**EXERCISE BRIEF**. Copy the entries from their beginning through the line that contains "198 116 L 209", with every "window blind" changed to "roller shade" and nothing else altered. Give only those lines.

**INFORMATION PROVIDED**.

•••

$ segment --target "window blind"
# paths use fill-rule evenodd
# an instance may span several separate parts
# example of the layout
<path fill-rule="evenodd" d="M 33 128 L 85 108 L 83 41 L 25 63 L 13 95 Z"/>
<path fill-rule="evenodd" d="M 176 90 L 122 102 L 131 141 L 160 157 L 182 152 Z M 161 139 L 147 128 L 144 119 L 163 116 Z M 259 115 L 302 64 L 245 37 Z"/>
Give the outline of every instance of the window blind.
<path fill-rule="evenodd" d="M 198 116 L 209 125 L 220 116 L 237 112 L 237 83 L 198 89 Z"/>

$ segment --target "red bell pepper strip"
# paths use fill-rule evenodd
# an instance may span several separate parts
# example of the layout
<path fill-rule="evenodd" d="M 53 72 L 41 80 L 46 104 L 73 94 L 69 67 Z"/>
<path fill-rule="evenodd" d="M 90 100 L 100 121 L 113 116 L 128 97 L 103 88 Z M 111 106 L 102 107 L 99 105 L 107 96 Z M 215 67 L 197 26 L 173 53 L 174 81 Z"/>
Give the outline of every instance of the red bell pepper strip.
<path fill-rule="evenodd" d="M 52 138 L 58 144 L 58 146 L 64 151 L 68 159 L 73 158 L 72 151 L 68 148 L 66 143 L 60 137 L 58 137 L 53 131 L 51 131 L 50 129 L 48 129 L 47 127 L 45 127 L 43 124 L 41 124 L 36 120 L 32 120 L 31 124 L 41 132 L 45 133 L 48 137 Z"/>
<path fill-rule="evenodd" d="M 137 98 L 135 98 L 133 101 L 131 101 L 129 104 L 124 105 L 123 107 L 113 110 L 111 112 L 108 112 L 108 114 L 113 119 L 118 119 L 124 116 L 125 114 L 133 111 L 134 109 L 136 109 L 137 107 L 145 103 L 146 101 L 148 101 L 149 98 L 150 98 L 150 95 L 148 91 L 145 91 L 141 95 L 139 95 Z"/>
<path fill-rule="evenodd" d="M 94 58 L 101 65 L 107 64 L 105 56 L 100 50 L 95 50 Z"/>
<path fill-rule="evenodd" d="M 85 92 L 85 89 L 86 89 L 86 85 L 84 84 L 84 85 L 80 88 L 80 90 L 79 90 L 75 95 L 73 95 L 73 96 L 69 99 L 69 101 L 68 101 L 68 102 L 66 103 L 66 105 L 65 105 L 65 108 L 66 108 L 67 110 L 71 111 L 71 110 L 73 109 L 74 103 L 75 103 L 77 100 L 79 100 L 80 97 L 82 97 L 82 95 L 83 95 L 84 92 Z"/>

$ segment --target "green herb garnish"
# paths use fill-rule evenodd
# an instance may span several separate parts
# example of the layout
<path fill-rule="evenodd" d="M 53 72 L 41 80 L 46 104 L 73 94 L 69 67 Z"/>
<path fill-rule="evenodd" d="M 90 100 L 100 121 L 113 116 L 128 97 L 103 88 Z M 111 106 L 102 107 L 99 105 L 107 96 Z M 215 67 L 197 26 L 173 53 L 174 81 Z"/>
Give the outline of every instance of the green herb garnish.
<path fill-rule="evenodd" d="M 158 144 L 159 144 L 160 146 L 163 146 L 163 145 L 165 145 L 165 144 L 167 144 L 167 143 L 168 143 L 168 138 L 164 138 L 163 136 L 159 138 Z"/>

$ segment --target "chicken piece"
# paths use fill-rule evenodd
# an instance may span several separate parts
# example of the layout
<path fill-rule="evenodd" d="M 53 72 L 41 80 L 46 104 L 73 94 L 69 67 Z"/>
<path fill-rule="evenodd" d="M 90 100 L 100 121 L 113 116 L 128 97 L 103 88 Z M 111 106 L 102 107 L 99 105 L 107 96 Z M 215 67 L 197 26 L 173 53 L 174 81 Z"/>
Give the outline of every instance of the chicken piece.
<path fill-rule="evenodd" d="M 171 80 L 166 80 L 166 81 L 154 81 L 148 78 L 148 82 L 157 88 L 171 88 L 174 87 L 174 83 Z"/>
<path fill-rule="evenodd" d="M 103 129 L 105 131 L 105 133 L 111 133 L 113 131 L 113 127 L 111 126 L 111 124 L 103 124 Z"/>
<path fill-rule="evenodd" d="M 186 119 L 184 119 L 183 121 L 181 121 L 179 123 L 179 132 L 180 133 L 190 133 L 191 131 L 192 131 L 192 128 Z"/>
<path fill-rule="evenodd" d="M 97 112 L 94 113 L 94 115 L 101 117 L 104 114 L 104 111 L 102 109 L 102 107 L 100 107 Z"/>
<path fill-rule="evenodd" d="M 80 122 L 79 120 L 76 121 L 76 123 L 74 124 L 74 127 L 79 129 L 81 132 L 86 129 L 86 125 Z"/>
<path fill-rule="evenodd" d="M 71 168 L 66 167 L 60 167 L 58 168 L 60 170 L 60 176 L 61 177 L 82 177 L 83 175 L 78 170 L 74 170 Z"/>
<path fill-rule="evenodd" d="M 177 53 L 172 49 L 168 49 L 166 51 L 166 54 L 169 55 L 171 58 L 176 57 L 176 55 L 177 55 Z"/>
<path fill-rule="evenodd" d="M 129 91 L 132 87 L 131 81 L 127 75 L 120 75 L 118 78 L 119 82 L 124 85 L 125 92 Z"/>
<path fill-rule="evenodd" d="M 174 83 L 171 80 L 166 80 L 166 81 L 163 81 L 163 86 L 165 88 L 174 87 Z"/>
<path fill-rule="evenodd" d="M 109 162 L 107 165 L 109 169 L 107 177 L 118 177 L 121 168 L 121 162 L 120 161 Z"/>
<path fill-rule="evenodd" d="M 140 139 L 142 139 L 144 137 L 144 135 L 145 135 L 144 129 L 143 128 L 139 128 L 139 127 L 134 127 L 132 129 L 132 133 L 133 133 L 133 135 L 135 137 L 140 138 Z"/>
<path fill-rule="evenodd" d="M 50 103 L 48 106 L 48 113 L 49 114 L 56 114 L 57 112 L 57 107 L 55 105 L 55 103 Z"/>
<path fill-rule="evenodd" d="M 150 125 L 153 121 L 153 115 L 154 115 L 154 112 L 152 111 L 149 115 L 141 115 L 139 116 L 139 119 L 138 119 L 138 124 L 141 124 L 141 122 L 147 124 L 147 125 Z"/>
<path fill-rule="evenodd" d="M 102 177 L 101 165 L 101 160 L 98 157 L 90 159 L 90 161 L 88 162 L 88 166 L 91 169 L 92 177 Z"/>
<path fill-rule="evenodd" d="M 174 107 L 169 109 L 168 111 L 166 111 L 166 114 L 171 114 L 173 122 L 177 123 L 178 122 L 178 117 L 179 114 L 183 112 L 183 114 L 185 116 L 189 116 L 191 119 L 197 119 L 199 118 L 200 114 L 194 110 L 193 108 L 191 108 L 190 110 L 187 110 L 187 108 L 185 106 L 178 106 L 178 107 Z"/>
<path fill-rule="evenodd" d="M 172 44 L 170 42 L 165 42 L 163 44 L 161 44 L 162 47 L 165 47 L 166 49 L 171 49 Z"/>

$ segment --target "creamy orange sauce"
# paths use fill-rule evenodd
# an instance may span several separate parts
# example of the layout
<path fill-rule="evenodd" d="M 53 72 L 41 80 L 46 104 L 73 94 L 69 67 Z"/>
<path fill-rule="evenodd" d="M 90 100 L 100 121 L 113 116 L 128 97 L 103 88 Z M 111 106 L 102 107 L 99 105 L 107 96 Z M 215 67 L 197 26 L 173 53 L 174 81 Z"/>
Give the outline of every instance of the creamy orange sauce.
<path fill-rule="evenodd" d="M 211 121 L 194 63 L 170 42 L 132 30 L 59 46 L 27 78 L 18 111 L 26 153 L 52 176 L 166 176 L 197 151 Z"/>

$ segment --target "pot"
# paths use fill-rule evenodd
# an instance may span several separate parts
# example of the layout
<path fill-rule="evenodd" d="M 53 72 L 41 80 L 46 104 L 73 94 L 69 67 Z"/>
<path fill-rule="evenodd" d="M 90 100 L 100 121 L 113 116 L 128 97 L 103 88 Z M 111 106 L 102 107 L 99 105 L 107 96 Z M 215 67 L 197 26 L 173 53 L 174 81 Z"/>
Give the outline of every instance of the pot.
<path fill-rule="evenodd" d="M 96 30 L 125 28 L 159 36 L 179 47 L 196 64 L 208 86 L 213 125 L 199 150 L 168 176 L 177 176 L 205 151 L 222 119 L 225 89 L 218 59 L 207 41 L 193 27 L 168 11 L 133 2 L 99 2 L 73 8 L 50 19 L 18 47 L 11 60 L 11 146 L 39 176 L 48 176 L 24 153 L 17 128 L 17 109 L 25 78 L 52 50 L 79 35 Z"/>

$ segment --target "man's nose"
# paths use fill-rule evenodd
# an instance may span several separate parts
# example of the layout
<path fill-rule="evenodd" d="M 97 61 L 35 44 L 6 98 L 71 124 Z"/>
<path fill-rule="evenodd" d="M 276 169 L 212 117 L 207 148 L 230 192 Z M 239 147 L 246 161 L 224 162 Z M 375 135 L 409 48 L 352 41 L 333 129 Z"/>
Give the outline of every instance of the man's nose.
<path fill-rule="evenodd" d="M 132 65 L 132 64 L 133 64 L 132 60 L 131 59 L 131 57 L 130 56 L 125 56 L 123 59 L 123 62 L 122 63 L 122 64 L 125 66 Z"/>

•••

**SOLUTION TO THE PROBLEM**.
$ segment --target "roller shade"
# paths use fill-rule evenodd
# an instance may span several separate parts
# example of the layout
<path fill-rule="evenodd" d="M 33 128 L 85 108 L 83 41 L 25 63 L 13 95 Z"/>
<path fill-rule="evenodd" d="M 176 90 L 122 102 L 131 141 L 160 157 L 182 152 Z M 161 139 L 147 128 L 144 119 L 163 116 Z M 259 115 L 302 64 L 245 37 Z"/>
Give the outline of every instance of the roller shade.
<path fill-rule="evenodd" d="M 198 116 L 209 125 L 220 116 L 237 112 L 237 83 L 198 89 Z"/>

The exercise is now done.